(What you should do)
For this exercise, repeat each entry exactly as written.

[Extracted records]
----------

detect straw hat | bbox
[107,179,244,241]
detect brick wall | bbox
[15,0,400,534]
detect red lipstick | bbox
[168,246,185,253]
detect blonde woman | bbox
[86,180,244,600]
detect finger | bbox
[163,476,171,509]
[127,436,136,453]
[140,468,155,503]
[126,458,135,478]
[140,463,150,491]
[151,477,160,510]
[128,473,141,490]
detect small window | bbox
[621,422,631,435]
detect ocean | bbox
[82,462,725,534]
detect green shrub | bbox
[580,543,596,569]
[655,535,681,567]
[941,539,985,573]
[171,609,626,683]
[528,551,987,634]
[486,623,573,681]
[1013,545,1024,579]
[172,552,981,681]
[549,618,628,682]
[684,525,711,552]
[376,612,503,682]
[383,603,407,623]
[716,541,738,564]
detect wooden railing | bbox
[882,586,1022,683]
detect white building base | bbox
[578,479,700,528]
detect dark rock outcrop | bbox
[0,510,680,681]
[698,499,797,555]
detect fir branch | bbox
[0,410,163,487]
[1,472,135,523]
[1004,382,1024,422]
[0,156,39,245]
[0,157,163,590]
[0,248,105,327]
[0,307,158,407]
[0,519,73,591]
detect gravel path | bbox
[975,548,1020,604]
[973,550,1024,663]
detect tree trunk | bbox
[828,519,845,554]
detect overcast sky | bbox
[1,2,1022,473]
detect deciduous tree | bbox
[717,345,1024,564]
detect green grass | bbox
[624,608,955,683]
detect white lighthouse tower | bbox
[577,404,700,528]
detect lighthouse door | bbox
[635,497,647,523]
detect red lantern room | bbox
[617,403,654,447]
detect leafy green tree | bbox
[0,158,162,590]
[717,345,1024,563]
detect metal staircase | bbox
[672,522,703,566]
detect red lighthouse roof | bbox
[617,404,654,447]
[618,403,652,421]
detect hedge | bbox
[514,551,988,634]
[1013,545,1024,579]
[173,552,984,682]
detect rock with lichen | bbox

----------

(Task answer)
detect straw hat | bbox
[107,179,244,241]
detect brick wall | bbox
[15,0,400,534]
detect red lipstick | bbox
[168,246,185,253]
detect blonde woman | bbox
[86,180,244,600]
detect finger | bbox
[163,476,171,509]
[127,436,136,453]
[140,468,155,503]
[126,458,135,478]
[140,463,150,491]
[151,477,160,510]
[128,473,141,490]
detect small window | bbox
[621,422,631,435]
detect ocean | bbox
[82,462,725,534]
detect green shrub | bbox
[580,543,596,569]
[655,535,681,567]
[941,539,985,573]
[171,609,626,683]
[528,551,987,634]
[486,623,573,681]
[1013,545,1024,579]
[172,552,981,681]
[549,618,628,682]
[684,525,711,552]
[376,612,503,682]
[383,603,407,623]
[716,541,738,564]
detect wooden railing | bbox
[882,586,1022,683]
detect white building base | bbox
[578,479,700,528]
detect dark rock outcrop | bbox
[0,510,680,681]
[698,499,797,555]
detect fir branch | bbox
[0,410,163,487]
[1,472,135,523]
[1004,382,1024,422]
[0,156,39,245]
[0,157,163,590]
[0,248,105,327]
[0,307,158,407]
[0,519,73,591]
detect gravel path | bbox
[975,548,1020,604]
[973,550,1024,663]
detect tree trunk | bbox
[828,519,845,554]
detect overcast sky | bbox
[1,2,1022,473]
detect deciduous tree | bbox
[717,345,1024,564]
detect green grass | bbox
[624,608,955,683]
detect white lighthouse tower | bbox
[577,404,700,528]
detect lighthouse door | bbox
[635,497,647,523]
detect red lantern room | bbox
[617,403,654,447]
detect leafy green tree | bbox
[0,158,162,590]
[717,345,1024,563]
detect metal staircase | bbox
[672,522,703,566]
detect red lighthouse roof | bbox
[617,404,654,447]
[618,403,652,421]
detect hedge | bbox
[514,551,988,634]
[1013,545,1024,579]
[173,552,984,682]
detect rock with lichen | bbox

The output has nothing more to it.